## Problem details
Retype everything in the listing, leaving each line exactly as it is.

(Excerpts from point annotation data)

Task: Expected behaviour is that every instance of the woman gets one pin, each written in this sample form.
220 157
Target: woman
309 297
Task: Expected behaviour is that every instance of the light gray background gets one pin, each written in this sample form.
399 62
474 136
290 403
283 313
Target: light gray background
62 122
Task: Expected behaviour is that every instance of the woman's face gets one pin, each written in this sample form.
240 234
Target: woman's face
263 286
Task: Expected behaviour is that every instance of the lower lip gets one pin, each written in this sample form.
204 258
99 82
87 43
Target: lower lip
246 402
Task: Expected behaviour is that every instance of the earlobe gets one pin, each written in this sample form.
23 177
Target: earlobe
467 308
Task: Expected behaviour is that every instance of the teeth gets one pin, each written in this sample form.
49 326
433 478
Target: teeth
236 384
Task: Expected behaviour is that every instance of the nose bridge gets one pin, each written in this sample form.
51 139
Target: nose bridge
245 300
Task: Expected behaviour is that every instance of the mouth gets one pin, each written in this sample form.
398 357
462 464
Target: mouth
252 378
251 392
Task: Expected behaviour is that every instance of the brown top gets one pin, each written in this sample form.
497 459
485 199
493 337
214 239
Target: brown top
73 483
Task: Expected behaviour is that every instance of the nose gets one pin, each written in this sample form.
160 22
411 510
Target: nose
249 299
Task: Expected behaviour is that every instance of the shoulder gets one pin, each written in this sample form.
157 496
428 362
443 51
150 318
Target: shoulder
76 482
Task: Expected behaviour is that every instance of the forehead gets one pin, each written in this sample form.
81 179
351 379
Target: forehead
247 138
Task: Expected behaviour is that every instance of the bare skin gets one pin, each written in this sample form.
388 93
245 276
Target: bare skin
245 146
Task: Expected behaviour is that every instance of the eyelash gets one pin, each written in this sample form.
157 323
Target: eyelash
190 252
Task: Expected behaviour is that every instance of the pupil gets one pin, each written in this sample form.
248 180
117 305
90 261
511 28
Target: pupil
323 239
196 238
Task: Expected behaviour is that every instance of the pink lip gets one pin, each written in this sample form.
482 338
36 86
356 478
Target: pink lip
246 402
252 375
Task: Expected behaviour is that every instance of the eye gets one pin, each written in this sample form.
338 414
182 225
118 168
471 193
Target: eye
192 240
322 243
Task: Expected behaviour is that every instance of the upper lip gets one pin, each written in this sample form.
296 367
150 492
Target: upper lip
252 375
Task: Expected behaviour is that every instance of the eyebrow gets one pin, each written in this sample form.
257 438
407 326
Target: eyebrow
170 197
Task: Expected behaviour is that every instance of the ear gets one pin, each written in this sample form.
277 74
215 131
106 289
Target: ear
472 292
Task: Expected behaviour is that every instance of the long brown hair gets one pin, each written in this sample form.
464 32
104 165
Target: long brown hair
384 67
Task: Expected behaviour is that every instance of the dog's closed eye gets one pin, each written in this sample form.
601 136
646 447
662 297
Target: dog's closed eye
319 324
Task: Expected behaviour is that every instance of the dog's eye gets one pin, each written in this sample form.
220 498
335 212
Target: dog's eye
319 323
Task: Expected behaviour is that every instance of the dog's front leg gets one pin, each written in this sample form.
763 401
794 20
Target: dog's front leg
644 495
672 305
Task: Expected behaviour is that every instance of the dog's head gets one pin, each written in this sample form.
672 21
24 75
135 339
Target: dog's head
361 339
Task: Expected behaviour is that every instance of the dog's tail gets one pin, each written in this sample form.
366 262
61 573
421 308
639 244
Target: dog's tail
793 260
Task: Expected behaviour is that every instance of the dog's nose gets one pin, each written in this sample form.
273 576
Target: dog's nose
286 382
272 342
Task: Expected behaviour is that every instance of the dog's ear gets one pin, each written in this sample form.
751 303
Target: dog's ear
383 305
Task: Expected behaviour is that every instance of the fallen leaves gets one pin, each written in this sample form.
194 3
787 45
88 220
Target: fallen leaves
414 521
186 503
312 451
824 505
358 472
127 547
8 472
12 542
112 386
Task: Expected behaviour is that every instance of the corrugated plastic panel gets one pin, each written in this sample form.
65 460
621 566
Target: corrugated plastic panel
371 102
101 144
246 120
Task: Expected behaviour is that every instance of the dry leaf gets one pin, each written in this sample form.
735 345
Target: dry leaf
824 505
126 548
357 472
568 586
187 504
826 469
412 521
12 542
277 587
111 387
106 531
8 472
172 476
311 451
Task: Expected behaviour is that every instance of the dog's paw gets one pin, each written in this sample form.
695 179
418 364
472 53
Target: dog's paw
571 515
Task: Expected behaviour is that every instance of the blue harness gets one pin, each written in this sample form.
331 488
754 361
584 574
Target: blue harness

## Result
Task: Expected behaviour is that every instance of the woman gets one pin, each written in this sample form.
220 157
Target: woman
309 297
Task: Expected behaviour is that every instance of the light gray background gets one pin, each written in this sample form.
399 62
474 136
290 403
283 313
Target: light gray background
62 122
Task: Expected behaviour is that every instance of the woman's face gets one pin, each written in this sample form.
240 234
Target: woman's face
263 286
Task: Expected behaviour is that every instance of the lower lip gets one pin, each written in this sample form.
204 258
99 82
87 43
Target: lower lip
246 402
Task: Expected behaviour is that every instance of the earlobe gets one pin, each written in this sample form.
23 177
Target: earlobe
467 308
Task: Expected behaviour is that every instance of the teeth gets one pin, each written in this sample form.
49 326
433 478
Target: teeth
236 384
Task: Expected behaviour is that every instance of the nose bridge gets one pin, each written in this sample form.
51 139
Target: nose bridge
245 300
Task: Expected behaviour is that every instance of the mouth gets one pin, each written in this sample form.
398 357
462 464
Target: mouth
252 378
251 392
Task: Expected behaviour is that every instance of the brown top gets one pin, each written in this sample form.
497 459
485 199
493 337
214 239
Target: brown top
73 483
Task: Expected behaviour is that every instance of the nose gets one pin, each written in this sample form.
160 22
411 510
Target: nose
249 299
Task: Expected behaviour is that every instance of the shoulder gets one pin, each written in this sample form.
157 496
428 362
443 51
150 318
Target: shoulder
76 482
Task: Expected behaviour is that every instance of the forehead gets one pin, each written in this sample form.
81 179
351 379
Target: forehead
247 138
Task: Expected behaviour is that every instance of the bare skin gets one pin, each written in this sample form.
388 93
245 276
Target: bare skin
245 146
Task: Expected behaviour is that every instance of the eyelash gets one pin, each written in this sample form.
157 323
Target: eyelash
190 252
Task: Expected behaviour is that every instance of the pupil gets one pin, each written in this sample form.
248 180
117 305
90 261
511 28
Target: pupil
323 239
196 238
Task: Expected behaviour is that every instance of the pink lip gets one pin, each written in this sample form.
482 338
36 86
356 478
Target: pink lip
246 402
252 375
Task: Expected behaviour is that every instance of the eye gets one pin, each written in this sample form.
338 414
182 225
118 168
471 193
Target: eye
192 240
322 243
Task: Expected behaviour is that every instance of the upper lip gets one pin, each written in this sample form.
296 367
150 492
Target: upper lip
252 375
Task: Expected behaviour is that every instance of the eyebrow gets one pin, each written in this sample form.
257 438
407 326
Target: eyebrow
170 197
Task: Expected behaviour is that every instance of the ear gets one pin, each written in this sample form.
277 74
215 131
106 289
Target: ear
472 292
Task: Expected behaviour is that every instance of the long brown hair gets one pin, each written in this sample form.
464 32
104 165
Target: long brown hair
384 67
Task: Expected behaviour is that every instance of the dog's closed eye gets one pin, each written in this sample form.
601 136
646 447
662 297
Target: dog's closed eye
319 324
Task: Expected behaviour is that every instance of the dog's eye gets one pin, each written in this sample form.
220 498
335 212
Target: dog's eye
319 323
Task: Expected behaviour is that every instance of the dog's front leg gets one pin, each written in this sample form.
763 401
794 20
Target: dog's front leg
644 495
672 305
Task: Expected behaviour is that every instance of the dog's head gets one pin, each written in this sample form.
672 21
24 75
135 339
Target: dog's head
361 339
Task: Expected behaviour is that every instance of the dog's tail gets one pin, each written in this sample form.
366 262
61 573
421 308
639 244
Target: dog's tail
793 260
Task: Expected behaviour is that every instance of the dog's nose gets one pin, each written in this sample form.
273 576
Target: dog's nose
286 382
272 342
Task: Expected behaviour is that every instance of the dog's ear gets one pin, each written in this sample form.
751 303
Target: dog's ear
383 305
Task: Expected behaviour is that every instance of the fallen leaves gets one pin, each written in this sample form.
194 3
787 45
88 220
Target: fallen leaves
414 521
186 503
312 451
824 505
358 472
127 547
8 472
12 542
112 386
Task: Expected behaviour is that every instance of the corrugated plastic panel gets one pin, each written in this sample form.
65 460
621 566
Target: corrugated plastic panel
371 102
101 144
246 120
Task: Expected behaviour is that every instance of the dry leaf gets one pin, each written in this sample form.
735 345
Target: dry leaf
824 505
126 548
357 472
568 586
187 504
826 469
412 521
12 542
277 587
111 387
106 531
8 472
172 476
311 451
Task: Expected behaviour is that every instance of the dog's paw gets one pin, each written in this sample form.
695 179
418 364
472 53
Target: dog's paw
571 515
Task: Expected behaviour is that every instance of the blue harness gets one pin, each written in this sample form.
331 488
754 361
584 574
Target: blue harness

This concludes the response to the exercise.